**Using the information**
(A) In the blog post about the writer's mother, Joy, what did she buy by the case on their weekly Walmart trips?
(B) Continue the blog post about the writer's mother, Joy, from its last sentence.

(Text excerpt)

Monday, January 9, 2012

pure unadulterated joy: 2

(The second in a series about my mother)

The emergency room doctors and nurses were kind and concerned in dealing with Joy's eight day-no poop issue. Some scans were conducted looking for intestinal blockages. When those came back negative, we were sent home but Mom continued to complain of intense back pain. She was having great difficulty walking around her small apartment.

It's the tumor! Where is the freakin' hiding tumor?

I was the Nancy Drew of tumors after Mom's last lung cancer surgery. Isn't lung cancer one of the most metastasizing cancers? Doesn't it show up in your brain or your bones...or somewhere? Her beloved brother had died of cancer some years earlier.

The cause of her reoccurring bladder infections? A tumor. Frequent lung and breathing difficulties? More tumors. The cause of her recent back pain? A giant tumor in her spine. How many people do you know who've survived lung cancer surgery and who have NOT had a recurrence somewhere else? That's a highly exclusive club, for sure.

Mainly I was convinced I would again come face to face with another cancerous tumor, because....you see (cringe).....Joy still smoked. Yes, I know it shattered every retirement home rule. She was gonna light the place up like the 4th of July, smoking while she was on oxygen 24/7! Her smoking felt like death by a thousand cuts to me.

Mom, is grandma smoking? Her apartment smells like cigarettes!

On our weekly Walmart forays, she bought air freshener by the case. I upchuck at the cloying fragrance of lavender clinging over menthol Kool smoke. When did she smoke? How was she not discovered by the retirement home police? Did she think I was an idiot? (you don't have to answer that one!)

(End Text excerpt)
(Supplied material)

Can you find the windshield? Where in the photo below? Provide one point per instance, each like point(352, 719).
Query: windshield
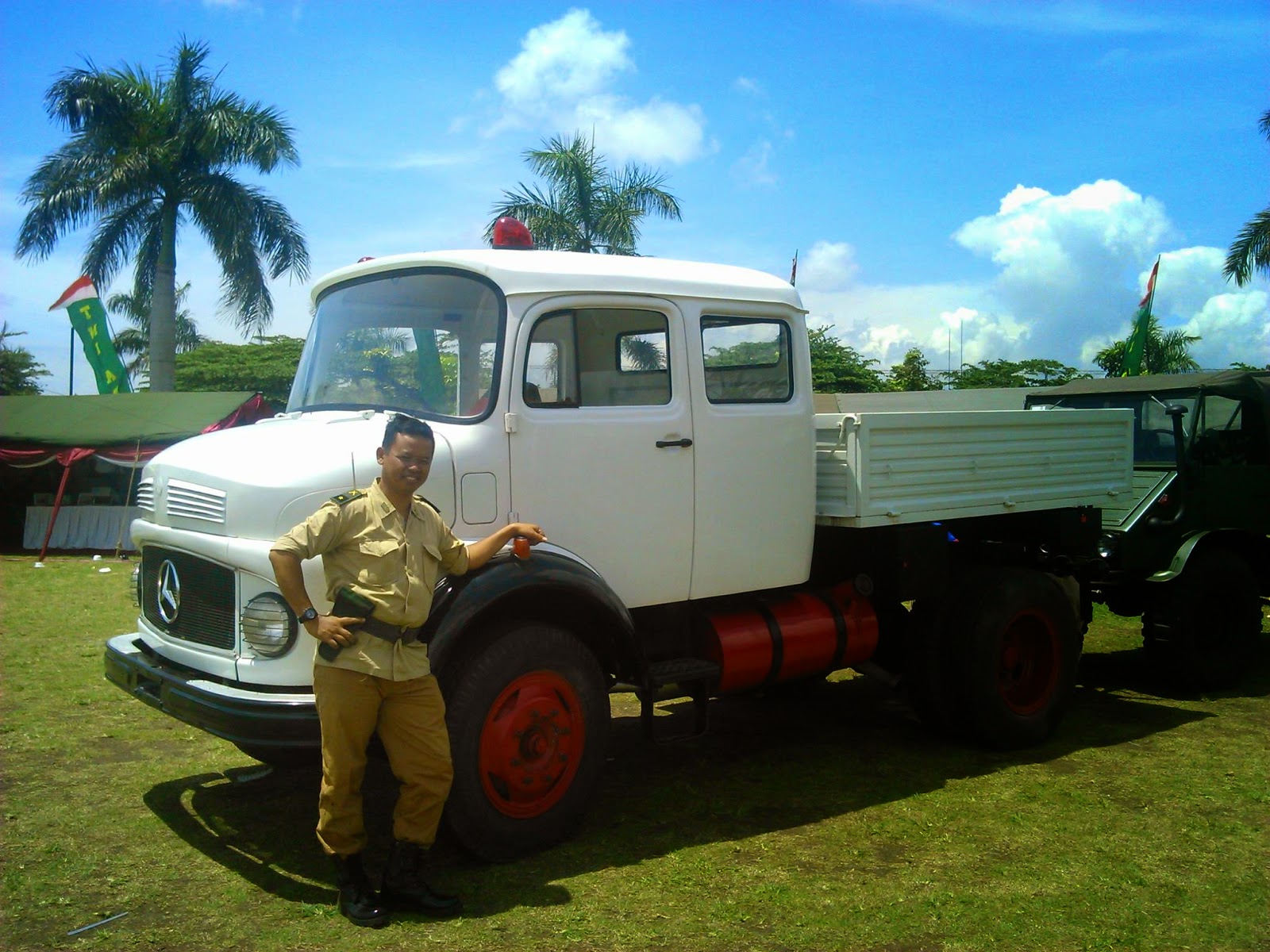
point(427, 342)
point(1153, 427)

(End Supplied material)

**Answers to the problems**
(A) She bought air freshener by the case.

(B)
One day the Sprout visited her grandma with me, and she remarked the bathroom smelled smoky. I donned my sleuth hat and entered the bathroom. I opened her shower and the intense odor assaulted me like a smoky bandit. Dammit! She's smoking in the shower with the shower vent on! I was too upset to do any yelling or pleading that day. I returned the next day and talked with her...too loudly, like always.

Mom...they're gonna throw you out of the home! Then, where will you go? You can't live with me....you'll be a homeless, old deaf woman on oxygen meandering the streets looking for a handout! Please don't do this...I'll get you chewing tobacco, more nicorette....anything.

Never knew for sure how she obtained the cigs. She couldn't drive, so I suspect she bribed a more able-bodied oldster to secure them for her. Maybe some sinister resident who took the bus to the supermarket every Wednesday? Perhaps she bartered with Dulcolax or Poligrip...who the hell knew?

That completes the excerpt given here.